-- ENTRIES PROVIDED --
↓
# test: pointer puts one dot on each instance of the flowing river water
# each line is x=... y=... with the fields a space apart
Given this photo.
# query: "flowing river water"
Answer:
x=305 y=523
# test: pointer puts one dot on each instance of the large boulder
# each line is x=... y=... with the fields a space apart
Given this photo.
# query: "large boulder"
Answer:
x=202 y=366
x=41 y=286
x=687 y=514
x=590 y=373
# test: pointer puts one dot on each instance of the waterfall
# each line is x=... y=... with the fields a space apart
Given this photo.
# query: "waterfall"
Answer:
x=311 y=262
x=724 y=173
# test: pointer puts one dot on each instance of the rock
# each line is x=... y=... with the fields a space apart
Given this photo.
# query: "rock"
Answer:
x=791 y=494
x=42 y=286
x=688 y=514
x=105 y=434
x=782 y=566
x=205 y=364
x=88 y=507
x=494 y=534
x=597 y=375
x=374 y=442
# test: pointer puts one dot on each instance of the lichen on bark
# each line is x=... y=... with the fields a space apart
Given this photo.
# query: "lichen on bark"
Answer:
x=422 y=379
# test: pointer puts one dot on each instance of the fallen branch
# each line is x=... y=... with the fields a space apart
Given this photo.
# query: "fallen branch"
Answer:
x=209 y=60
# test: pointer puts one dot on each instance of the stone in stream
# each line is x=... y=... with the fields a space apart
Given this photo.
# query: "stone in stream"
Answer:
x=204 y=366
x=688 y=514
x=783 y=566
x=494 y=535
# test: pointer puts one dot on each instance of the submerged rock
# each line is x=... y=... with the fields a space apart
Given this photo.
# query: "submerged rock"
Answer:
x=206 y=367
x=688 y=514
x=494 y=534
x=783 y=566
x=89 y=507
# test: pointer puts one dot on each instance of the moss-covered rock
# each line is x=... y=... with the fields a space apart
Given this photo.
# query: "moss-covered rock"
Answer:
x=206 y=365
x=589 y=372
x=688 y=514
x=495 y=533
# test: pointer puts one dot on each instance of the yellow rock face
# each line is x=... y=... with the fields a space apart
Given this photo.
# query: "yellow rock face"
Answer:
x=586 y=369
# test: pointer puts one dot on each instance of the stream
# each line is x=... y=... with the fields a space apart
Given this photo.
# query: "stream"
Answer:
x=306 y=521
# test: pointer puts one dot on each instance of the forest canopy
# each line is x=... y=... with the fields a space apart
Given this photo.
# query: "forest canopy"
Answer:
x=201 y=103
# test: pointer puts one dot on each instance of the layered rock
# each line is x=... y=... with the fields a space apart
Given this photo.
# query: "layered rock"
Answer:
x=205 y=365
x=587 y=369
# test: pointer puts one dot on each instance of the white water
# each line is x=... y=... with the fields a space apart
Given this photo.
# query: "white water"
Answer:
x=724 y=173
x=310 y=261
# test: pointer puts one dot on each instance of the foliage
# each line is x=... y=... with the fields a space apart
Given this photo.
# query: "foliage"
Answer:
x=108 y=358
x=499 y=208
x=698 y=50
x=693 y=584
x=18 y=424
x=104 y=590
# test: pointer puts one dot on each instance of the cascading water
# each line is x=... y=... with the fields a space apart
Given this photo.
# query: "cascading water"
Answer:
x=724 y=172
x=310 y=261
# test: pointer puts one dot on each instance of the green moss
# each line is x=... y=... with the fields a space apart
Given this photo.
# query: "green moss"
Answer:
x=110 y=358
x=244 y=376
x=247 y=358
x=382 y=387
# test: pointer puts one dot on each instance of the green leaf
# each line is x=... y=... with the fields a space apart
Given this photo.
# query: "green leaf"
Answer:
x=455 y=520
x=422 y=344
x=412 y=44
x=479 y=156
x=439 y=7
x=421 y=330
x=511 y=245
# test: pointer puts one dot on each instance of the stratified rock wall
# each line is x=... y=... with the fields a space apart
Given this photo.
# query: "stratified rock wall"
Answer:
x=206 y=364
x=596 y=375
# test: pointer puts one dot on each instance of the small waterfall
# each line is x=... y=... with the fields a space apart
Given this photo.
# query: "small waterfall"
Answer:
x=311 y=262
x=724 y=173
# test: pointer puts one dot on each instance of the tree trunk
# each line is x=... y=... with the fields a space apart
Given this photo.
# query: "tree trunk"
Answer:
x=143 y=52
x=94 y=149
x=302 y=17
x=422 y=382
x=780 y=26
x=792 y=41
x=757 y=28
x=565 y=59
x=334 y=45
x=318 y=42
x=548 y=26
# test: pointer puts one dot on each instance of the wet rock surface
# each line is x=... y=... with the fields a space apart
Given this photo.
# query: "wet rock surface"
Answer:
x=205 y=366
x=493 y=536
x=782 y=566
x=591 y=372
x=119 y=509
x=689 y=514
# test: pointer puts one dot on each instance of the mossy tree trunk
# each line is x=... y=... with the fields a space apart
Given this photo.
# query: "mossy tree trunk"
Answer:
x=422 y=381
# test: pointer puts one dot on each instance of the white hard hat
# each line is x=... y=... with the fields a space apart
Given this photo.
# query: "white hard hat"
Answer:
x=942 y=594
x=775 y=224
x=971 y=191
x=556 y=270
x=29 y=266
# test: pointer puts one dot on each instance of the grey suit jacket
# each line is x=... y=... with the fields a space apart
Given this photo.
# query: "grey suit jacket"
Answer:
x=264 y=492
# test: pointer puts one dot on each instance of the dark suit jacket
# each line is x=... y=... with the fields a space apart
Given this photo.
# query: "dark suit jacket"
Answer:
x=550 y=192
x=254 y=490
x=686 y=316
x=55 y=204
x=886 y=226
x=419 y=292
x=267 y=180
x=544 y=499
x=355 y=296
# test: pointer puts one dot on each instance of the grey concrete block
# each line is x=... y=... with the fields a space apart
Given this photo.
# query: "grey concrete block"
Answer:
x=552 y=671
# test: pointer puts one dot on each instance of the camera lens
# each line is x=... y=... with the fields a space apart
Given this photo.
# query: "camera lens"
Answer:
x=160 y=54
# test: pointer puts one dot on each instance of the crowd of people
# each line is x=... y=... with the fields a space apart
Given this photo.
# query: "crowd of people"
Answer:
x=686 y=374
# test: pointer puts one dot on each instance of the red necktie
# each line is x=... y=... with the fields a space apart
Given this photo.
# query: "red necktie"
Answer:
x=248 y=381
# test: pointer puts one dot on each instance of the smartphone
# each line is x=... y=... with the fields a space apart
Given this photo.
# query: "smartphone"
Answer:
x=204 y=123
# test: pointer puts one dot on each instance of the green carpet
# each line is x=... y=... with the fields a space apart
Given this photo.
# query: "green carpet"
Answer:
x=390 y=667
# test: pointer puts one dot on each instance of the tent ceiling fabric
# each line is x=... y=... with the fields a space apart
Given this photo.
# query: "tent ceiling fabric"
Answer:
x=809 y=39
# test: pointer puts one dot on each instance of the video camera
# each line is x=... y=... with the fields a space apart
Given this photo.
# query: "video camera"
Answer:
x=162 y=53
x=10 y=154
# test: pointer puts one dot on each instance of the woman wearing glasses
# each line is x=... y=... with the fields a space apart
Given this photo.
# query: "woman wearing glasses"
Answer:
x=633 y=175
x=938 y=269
↑
-- TASK --
Say how many lines in the data hold the string "ceiling", and write nothing else.

-- EXERCISE ANSWER --
2